Starting with the first line of the items below, copy them word for word, and stop after the line that contains "325 346 L 334".

*Exercise inputs*.
+++

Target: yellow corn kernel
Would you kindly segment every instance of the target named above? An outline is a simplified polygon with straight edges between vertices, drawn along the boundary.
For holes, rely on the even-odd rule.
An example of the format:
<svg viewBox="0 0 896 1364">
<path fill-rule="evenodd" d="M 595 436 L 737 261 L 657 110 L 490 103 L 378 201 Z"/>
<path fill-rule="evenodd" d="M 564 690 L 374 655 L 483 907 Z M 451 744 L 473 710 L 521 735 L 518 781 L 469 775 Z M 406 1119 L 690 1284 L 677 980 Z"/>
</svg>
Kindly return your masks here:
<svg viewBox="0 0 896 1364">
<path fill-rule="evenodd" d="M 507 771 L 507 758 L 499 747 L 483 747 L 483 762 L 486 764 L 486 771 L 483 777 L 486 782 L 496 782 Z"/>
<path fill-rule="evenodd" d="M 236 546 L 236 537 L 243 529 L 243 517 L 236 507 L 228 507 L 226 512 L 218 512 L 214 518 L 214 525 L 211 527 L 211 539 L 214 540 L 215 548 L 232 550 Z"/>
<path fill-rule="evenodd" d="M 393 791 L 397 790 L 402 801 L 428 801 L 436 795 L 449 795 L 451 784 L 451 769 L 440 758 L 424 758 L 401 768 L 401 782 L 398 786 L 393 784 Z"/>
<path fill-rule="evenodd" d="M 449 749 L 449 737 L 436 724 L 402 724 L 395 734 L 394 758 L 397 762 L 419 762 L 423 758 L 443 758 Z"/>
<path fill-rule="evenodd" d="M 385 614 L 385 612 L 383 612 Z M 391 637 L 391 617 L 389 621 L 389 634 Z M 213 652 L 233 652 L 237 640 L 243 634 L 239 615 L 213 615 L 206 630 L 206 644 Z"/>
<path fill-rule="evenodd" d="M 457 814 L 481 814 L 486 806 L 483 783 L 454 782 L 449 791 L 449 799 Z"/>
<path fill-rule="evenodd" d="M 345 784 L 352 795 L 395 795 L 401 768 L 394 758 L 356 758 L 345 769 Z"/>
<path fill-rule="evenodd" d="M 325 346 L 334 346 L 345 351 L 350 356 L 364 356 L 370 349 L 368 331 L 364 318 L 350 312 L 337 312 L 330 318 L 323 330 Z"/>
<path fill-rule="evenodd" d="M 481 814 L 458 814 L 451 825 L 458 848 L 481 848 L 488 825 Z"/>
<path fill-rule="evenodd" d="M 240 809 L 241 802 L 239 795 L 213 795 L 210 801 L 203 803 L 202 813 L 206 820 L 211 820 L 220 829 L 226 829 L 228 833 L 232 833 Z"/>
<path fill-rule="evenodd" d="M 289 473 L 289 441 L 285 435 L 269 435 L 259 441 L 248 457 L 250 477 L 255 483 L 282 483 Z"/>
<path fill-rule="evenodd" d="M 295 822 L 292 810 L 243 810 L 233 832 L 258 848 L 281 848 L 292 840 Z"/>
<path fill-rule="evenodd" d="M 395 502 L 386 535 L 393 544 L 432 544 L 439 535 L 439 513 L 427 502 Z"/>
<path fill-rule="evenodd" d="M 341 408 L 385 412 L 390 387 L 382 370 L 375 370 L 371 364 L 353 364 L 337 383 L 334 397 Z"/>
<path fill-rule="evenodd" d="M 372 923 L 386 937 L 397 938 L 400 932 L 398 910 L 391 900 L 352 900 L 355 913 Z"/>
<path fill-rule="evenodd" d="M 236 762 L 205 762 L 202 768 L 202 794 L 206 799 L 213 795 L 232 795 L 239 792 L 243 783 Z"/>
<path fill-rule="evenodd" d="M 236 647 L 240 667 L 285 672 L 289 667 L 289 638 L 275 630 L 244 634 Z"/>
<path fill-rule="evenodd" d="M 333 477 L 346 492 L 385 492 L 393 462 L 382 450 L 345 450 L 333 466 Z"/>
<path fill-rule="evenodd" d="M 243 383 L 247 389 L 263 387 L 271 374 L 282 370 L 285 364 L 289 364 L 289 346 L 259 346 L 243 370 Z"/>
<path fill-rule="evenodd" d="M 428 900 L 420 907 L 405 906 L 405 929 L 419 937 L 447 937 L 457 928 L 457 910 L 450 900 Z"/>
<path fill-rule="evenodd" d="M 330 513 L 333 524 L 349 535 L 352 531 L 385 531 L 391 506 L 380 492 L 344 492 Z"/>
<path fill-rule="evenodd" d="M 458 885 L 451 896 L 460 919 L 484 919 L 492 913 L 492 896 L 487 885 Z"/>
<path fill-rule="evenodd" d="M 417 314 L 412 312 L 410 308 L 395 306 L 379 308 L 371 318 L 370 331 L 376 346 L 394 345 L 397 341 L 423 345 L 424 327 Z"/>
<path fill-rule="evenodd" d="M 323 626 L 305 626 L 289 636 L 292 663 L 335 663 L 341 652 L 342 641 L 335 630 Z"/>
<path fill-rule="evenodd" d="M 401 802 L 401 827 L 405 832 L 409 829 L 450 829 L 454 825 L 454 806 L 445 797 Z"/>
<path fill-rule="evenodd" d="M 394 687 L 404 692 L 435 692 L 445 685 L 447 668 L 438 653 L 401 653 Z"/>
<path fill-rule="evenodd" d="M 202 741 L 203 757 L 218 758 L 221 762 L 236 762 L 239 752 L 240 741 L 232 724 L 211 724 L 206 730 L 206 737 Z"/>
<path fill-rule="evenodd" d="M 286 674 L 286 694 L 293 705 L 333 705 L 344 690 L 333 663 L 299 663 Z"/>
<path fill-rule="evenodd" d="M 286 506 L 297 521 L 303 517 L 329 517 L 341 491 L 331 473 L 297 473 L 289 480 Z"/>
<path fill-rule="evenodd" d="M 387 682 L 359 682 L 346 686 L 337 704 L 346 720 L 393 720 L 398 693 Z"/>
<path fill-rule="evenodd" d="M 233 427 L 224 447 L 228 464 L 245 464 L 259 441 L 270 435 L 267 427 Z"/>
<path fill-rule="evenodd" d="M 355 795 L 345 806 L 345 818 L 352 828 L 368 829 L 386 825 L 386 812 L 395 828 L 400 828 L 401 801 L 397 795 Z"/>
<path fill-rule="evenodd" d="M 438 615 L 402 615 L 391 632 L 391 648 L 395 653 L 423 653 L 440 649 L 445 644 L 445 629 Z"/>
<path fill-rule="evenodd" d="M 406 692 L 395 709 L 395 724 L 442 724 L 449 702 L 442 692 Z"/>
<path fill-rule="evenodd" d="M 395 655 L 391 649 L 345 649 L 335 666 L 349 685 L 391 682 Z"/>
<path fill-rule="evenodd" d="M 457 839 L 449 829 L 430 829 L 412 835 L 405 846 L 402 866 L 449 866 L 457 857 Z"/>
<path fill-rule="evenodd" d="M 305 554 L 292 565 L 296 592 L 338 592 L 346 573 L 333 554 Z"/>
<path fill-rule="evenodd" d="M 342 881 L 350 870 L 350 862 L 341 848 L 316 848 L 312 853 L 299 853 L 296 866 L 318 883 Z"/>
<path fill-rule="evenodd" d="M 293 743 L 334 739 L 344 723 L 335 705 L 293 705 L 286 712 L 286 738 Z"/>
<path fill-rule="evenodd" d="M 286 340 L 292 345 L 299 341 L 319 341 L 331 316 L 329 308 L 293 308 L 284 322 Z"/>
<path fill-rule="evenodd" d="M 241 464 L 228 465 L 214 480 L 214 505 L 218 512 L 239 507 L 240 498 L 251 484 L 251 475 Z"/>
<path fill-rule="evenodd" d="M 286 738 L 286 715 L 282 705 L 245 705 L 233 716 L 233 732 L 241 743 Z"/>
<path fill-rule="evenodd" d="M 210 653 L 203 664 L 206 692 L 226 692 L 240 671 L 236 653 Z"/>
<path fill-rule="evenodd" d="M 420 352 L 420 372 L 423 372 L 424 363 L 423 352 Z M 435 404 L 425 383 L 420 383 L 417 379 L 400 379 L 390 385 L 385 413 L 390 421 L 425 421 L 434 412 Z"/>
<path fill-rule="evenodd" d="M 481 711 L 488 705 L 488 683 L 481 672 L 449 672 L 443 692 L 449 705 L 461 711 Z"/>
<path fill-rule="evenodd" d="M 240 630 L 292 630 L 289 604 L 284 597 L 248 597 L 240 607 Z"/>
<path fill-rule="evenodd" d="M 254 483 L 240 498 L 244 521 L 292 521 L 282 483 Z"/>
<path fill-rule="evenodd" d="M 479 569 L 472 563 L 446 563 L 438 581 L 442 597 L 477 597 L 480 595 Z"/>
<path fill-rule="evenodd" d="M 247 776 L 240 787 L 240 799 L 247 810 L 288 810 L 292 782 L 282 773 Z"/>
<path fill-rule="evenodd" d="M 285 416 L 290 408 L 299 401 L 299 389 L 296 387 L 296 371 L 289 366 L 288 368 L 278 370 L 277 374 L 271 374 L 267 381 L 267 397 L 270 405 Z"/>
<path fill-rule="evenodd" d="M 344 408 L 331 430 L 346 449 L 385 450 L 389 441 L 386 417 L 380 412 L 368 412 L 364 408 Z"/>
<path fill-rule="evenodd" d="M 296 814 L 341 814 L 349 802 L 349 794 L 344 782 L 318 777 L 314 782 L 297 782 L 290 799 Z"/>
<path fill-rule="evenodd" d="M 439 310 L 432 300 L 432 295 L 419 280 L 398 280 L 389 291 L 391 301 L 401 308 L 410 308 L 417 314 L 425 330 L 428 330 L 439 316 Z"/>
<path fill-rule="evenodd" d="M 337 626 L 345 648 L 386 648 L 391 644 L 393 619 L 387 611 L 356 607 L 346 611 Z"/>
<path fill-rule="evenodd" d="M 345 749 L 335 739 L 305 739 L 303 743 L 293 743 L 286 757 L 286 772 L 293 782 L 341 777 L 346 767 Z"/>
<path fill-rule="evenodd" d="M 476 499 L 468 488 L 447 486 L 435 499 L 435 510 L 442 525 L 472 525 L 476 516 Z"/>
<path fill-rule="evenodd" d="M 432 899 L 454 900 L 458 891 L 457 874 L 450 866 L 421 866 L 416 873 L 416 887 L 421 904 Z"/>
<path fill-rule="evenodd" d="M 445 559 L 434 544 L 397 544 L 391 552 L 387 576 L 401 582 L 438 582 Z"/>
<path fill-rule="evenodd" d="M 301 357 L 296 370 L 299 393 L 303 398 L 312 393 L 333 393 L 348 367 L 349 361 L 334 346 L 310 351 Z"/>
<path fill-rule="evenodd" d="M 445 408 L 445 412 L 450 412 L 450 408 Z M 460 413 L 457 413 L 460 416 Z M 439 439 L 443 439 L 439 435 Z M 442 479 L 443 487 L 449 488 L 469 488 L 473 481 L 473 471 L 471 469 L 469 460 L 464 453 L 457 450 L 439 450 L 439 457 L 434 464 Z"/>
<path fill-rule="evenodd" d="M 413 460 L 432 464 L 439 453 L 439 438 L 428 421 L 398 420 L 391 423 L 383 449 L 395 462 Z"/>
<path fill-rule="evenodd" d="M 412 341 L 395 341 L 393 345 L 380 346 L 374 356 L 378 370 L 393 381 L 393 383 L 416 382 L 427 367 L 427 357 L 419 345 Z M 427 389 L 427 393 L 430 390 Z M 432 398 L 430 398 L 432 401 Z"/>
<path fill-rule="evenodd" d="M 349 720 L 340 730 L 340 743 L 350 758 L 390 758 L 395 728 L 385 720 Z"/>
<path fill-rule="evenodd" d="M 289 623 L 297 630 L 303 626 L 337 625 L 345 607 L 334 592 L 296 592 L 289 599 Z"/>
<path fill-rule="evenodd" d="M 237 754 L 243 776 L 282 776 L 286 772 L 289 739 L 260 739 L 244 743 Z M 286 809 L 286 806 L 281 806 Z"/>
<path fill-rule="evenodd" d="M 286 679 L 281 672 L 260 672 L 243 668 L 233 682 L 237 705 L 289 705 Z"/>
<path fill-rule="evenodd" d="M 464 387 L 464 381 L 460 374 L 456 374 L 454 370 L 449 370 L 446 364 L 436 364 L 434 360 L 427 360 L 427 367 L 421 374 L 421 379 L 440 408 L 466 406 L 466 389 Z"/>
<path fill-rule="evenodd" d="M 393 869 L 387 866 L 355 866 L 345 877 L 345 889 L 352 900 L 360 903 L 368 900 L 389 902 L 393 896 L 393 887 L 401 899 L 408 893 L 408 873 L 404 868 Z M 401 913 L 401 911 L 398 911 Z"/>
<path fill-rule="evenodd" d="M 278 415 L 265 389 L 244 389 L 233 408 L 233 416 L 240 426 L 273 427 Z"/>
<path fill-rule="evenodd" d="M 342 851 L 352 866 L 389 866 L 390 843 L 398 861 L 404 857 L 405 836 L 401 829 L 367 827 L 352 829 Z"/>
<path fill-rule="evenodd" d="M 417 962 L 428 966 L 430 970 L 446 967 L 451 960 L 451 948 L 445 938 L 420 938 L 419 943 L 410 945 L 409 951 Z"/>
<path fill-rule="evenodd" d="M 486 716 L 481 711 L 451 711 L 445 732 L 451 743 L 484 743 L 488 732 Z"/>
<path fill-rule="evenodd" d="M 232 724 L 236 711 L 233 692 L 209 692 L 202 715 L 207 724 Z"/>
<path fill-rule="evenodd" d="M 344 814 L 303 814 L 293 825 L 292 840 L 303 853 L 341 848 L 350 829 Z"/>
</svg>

+++

*Problem solution*.
Target: yellow corn kernel
Would you kindly segment every instance of the target named above? An outline is a simplified polygon with straight edges between vertices, drawn along the boundary.
For holes, rely on the even-odd rule.
An example of the format:
<svg viewBox="0 0 896 1364">
<path fill-rule="evenodd" d="M 595 436 L 737 261 L 657 110 L 490 103 L 378 201 Z"/>
<path fill-rule="evenodd" d="M 564 690 L 374 655 L 483 907 Z M 451 744 L 473 710 L 521 735 L 518 781 L 469 775 Z M 406 1119 L 690 1284 L 677 980 Z"/>
</svg>
Kindly return your masks here:
<svg viewBox="0 0 896 1364">
<path fill-rule="evenodd" d="M 507 771 L 507 758 L 499 747 L 483 747 L 483 762 L 486 764 L 486 771 L 483 777 L 486 782 L 496 782 Z"/>
<path fill-rule="evenodd" d="M 236 546 L 236 537 L 243 529 L 243 517 L 236 507 L 228 507 L 226 512 L 218 512 L 214 518 L 214 525 L 211 527 L 211 539 L 214 540 L 215 548 L 232 550 Z"/>
<path fill-rule="evenodd" d="M 393 791 L 397 790 L 402 801 L 428 801 L 436 795 L 449 795 L 451 784 L 451 769 L 440 758 L 424 758 L 401 768 L 401 782 L 398 786 L 393 784 Z"/>
<path fill-rule="evenodd" d="M 449 749 L 449 737 L 436 724 L 402 724 L 395 734 L 394 758 L 397 762 L 419 762 L 423 758 L 443 758 Z"/>
<path fill-rule="evenodd" d="M 385 614 L 385 612 L 383 612 Z M 391 637 L 391 617 L 389 621 L 389 634 Z M 213 652 L 233 652 L 237 640 L 243 634 L 239 615 L 213 615 L 206 630 L 206 644 Z"/>
<path fill-rule="evenodd" d="M 457 814 L 481 814 L 486 806 L 483 783 L 454 782 L 449 791 L 449 799 Z"/>
<path fill-rule="evenodd" d="M 345 784 L 352 795 L 395 795 L 401 768 L 394 758 L 356 758 L 345 769 Z"/>
<path fill-rule="evenodd" d="M 325 346 L 334 346 L 345 351 L 350 356 L 364 356 L 370 349 L 368 331 L 364 318 L 350 312 L 337 312 L 330 318 L 323 330 Z"/>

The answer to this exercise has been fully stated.